Extrait du document —
━━━━━━━━
Durant les six premiers mois de l’année, l’organisation Hátter Society a dû suivre huit cas de violences LGBTphobes, contre neuf sur toute l’année précédente. “Le gouvernement permet aux extrémistes d’avoir la parole sans se sentir marginalisés, et radicalise les homophobes, qui considèrent leur violence légitime”, alerte Bálint Rigó, membre du Diverse Youth Network et organisateur d’une Marche des fiertés à Pècs – une ville de 140 000 habitants dans le sud-ouest du pays – prévue pour 2022.
Reste qu’à un peu moins d’un an des prochaines élections législatives, Viktor Orbán paraît affaibli, n’ayant pas pu masquer sa gestion erratique de l’épidémie de Covid-19. Fin avril, le pays de 9,7 millions d’habitants – pour comparaison, l’Île-de-France en compte 12,2 millions – déplorait le plus fort taux de mortalité au monde chez les malades, quasiment deux fois plus élevé qu’en France. D’où la nécessité pour le Premier ministre hongrois de monter le ton pour couvrir les critiques des oppositions.
"Orban a besoin de boucs émissaires pour rassembler sa base et faire oublier les réels problèmes de la Hongrie."
“Sa stratégie est simple : diviser pour mieux régner. Il a besoin de boucs émissaires pour rassembler sa base de fidèles derrière lui et faire oublier les réels problèmes de la Hongrie, analyse Bálint Rigó. Ce n’est pas étonnant qu’il s’attaque aux personnes LGBTQI+, nous sommes la dernière minorité qui restait à accabler après les migrants et les Roms.” “La difficulté, c’est que Viktor Orbán contrôle la plupart des contre-pouvoirs : médias, justice, parlement”, souffle la militante trans Blanka Vay, qui a émigré à Berlin il y a déjà plusieurs années.
Pride sous haute tension
Alors la bataille est-elle perdue d’avance ? Fin juillet, la Marche des fiertés de Budapest a pu défiler malgré plusieurs tentatives d’obstruction. En effet, quelques secondes avant que les organisateurs ne déclarent son parcours auprès des autorités, des homophobes ont déposé des demandes pour des dizaines de contre-manifestations dans toute la ville. Objectif : dévier son itinéraire. L’association organisatrice a dû revoir ses plans après avoir perdu son recours devant la Cour suprême, dont le nouveau président est un proche de Viktor Orbán.
━━━━━━━━
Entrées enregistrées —
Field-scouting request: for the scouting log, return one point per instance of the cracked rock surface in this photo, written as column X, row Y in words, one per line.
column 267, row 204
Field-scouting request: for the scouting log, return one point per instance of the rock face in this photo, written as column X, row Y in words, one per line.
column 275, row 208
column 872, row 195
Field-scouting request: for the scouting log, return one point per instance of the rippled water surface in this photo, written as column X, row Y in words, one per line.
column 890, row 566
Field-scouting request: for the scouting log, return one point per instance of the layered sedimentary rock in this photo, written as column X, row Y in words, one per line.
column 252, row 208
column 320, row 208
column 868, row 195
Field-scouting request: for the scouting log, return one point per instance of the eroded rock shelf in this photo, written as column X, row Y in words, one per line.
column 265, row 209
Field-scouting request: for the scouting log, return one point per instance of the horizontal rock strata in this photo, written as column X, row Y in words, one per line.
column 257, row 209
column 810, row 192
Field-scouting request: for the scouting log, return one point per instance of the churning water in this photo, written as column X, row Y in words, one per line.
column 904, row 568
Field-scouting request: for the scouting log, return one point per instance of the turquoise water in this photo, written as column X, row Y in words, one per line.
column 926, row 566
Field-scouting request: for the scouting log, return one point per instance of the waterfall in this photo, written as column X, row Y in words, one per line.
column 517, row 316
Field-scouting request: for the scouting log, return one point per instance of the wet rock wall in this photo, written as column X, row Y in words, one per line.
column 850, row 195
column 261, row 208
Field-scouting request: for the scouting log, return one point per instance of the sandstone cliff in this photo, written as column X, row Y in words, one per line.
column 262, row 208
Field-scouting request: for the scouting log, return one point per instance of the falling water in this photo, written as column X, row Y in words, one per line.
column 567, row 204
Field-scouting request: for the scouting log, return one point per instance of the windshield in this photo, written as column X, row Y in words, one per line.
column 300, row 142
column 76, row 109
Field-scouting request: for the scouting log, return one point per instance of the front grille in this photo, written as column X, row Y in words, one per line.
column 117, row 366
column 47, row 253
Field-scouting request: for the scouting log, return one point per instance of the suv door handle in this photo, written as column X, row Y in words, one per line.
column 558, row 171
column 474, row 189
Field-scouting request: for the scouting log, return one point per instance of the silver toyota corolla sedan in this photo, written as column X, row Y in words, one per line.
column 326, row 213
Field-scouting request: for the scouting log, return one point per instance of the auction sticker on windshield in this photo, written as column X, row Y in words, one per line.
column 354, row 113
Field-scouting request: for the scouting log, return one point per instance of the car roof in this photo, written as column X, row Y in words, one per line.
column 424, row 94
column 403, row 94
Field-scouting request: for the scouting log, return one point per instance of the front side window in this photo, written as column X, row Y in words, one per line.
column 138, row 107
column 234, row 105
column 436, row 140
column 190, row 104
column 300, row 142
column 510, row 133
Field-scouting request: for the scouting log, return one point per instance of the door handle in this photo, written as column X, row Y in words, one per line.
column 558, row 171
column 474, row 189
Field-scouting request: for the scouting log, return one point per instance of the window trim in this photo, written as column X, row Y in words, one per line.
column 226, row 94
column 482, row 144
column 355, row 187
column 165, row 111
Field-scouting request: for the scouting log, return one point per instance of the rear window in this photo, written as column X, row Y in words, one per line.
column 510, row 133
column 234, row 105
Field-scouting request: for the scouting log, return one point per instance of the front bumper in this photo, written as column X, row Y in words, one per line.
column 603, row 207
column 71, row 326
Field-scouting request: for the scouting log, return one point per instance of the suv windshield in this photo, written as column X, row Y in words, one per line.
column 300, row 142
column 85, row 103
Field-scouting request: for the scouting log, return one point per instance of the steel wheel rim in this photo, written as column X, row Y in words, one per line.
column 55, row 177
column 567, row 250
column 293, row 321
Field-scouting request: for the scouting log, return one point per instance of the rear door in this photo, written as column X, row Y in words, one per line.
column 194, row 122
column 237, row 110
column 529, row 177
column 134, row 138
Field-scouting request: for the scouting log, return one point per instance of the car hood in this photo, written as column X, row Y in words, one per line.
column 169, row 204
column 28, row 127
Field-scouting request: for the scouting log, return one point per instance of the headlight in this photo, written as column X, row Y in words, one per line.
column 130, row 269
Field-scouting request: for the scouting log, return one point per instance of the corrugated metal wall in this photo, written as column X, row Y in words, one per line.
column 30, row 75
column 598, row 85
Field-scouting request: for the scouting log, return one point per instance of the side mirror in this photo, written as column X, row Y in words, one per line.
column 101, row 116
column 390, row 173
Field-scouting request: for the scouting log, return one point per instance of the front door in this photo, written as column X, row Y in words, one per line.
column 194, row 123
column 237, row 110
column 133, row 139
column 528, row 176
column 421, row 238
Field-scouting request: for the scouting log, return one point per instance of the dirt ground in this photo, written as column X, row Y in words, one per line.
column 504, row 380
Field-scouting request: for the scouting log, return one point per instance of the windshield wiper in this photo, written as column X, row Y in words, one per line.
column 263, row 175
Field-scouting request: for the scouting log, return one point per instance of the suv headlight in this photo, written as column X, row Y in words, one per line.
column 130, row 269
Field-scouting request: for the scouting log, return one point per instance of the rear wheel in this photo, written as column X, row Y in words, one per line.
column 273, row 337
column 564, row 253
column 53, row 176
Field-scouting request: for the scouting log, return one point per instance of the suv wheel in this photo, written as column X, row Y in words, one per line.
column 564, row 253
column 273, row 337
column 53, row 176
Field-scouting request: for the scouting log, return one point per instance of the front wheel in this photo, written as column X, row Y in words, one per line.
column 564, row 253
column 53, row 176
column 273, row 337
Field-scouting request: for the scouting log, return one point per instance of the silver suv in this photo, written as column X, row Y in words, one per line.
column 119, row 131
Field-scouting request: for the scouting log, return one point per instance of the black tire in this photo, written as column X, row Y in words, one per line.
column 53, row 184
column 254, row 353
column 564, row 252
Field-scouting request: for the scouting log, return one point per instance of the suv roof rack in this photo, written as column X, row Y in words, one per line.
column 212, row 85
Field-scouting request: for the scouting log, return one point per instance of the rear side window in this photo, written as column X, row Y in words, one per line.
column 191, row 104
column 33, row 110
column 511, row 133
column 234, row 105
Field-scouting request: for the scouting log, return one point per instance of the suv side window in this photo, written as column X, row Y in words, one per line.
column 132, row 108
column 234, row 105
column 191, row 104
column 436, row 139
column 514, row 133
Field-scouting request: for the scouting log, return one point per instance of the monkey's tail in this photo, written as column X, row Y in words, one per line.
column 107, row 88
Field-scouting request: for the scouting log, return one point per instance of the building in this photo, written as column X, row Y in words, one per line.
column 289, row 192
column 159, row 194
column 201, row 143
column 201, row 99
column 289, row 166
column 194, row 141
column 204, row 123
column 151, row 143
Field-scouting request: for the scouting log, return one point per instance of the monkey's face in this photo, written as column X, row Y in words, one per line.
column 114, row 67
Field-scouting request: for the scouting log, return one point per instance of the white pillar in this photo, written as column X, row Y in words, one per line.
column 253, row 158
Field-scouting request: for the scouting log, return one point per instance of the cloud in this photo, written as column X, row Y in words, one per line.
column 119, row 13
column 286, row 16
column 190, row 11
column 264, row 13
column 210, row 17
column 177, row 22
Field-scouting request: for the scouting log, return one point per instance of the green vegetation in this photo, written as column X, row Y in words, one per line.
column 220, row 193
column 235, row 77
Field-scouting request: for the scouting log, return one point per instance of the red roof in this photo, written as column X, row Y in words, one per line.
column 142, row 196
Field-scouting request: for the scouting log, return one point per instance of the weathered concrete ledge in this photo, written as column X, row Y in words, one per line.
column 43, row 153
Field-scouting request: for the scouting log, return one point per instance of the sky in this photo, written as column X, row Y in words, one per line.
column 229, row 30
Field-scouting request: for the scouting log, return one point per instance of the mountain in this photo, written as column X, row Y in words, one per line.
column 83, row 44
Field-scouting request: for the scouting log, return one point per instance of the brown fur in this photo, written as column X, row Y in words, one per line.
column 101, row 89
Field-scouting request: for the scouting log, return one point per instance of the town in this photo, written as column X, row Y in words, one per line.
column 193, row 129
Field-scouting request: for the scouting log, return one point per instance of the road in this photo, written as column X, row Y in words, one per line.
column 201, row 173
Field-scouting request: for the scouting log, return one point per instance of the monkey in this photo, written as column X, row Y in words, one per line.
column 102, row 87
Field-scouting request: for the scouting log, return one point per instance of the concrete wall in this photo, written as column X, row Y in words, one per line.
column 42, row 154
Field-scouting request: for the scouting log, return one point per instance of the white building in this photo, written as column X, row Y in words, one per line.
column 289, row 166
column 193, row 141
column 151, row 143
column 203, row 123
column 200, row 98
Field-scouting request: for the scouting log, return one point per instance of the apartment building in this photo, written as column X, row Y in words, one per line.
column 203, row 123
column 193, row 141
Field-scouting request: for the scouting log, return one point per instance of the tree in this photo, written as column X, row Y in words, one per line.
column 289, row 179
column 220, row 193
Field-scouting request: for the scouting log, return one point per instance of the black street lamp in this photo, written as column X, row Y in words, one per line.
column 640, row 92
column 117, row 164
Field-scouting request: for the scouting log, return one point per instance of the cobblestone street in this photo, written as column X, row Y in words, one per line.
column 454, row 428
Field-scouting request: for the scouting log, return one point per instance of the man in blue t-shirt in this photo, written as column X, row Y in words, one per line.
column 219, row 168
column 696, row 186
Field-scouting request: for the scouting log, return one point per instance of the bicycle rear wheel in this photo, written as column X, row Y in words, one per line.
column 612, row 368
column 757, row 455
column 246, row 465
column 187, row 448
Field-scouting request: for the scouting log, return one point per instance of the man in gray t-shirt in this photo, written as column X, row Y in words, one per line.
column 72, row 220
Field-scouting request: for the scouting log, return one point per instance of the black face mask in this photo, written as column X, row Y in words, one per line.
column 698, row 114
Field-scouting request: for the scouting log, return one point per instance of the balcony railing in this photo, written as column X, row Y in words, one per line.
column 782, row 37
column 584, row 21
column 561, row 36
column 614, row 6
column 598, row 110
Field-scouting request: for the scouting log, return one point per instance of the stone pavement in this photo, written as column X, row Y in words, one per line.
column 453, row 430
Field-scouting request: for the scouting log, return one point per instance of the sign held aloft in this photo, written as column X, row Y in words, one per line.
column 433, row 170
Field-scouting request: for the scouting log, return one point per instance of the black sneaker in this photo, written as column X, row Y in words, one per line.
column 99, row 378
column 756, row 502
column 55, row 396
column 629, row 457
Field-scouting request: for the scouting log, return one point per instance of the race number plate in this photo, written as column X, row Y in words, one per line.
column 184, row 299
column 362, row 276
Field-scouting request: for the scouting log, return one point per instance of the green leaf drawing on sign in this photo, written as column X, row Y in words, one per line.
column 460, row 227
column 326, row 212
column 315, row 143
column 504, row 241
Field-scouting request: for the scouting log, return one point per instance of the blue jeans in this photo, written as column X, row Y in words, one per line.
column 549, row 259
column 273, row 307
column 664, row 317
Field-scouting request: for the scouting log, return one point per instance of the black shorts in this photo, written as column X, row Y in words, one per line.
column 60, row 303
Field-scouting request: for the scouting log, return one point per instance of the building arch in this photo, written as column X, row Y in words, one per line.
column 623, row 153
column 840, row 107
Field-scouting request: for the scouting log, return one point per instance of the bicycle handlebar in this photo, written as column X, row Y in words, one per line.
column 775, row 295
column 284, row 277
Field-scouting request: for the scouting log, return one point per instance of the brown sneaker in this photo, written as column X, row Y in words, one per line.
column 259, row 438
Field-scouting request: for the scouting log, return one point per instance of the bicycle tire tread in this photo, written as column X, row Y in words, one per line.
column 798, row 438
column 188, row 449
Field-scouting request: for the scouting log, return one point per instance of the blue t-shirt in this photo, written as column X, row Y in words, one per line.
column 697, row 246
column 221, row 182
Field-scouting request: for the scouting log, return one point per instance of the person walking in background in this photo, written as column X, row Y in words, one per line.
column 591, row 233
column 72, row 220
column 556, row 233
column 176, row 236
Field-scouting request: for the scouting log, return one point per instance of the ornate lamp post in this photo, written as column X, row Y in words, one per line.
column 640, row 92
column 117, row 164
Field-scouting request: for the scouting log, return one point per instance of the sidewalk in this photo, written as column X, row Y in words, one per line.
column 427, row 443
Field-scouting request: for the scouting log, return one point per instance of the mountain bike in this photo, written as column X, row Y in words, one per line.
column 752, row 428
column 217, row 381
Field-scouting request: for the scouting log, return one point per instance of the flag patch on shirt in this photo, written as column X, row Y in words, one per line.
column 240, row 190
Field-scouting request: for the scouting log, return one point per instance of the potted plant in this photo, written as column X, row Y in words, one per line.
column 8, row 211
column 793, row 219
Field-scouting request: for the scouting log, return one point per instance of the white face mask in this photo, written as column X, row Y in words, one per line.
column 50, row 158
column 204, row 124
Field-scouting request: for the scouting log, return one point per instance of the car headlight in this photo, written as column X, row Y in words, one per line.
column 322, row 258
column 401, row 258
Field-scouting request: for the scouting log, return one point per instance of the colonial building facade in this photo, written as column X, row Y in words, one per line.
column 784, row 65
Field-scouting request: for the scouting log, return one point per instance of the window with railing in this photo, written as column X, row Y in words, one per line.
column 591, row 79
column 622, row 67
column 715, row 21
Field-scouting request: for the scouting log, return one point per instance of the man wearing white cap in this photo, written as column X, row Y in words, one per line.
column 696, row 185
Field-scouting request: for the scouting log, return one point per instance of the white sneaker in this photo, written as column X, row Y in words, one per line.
━━━━━━━━
Consigne de travail — Recopiez, s'il vous plaît, le passage de l'article sur la Hongrie qui va de « Pride sous haute » jusqu'à « de Viktor Orbán. ».

Résultat de l'exercice —
Pride sous haute tension
Alors la bataille est-elle perdue d’avance ? Fin juillet, la Marche des fiertés de Budapest a pu défiler malgré plusieurs tentatives d’obstruction. En effet, quelques secondes avant que les organisateurs ne déclarent son parcours auprès des autorités, des homophobes ont déposé des demandes pour des dizaines de contre-manifestations dans toute la ville. Objectif : dévier son itinéraire. L’association organisatrice a dû revoir ses plans après avoir perdu son recours devant la Cour suprême, dont le nouveau président est un proche de Viktor Orbán.